# 과제 지시:
"point at the white cloud" 문구가 있는 줄부터 자료의 마지막 줄까지, 양 끝 줄을 포함해 다시 적되, 표현 "purple" 대신 표현 "yellow" 하나만 넣어 수정하세요. 나머지는 모두 그대로 두세요.

(데이터 항목)
_ _ _ _ _

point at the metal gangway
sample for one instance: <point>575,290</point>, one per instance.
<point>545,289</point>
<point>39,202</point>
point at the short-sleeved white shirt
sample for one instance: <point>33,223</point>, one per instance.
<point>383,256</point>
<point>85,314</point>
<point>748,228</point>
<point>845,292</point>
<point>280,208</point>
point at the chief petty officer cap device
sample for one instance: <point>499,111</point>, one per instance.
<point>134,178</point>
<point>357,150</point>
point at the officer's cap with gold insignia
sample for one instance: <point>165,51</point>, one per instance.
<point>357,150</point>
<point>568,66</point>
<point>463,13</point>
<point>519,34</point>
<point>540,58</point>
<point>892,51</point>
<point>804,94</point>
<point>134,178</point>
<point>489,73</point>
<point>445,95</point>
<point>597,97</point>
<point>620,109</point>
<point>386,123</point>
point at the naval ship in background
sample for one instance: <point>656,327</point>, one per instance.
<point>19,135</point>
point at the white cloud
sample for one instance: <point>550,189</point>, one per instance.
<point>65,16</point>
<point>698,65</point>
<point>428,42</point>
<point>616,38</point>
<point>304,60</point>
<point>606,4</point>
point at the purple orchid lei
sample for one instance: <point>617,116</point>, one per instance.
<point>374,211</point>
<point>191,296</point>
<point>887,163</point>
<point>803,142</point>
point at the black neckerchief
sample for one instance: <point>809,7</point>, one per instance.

_ _ _ _ _

# 아래 결과:
point at the white cloud
sample for one instance: <point>550,189</point>, one per instance.
<point>65,16</point>
<point>698,65</point>
<point>428,42</point>
<point>616,38</point>
<point>304,60</point>
<point>606,4</point>
point at the yellow orchid lei
sample for one instance: <point>617,116</point>, one per instance.
<point>374,211</point>
<point>191,296</point>
<point>887,163</point>
<point>803,142</point>
point at the black neckerchief
sample for one instance: <point>809,7</point>, one per instance.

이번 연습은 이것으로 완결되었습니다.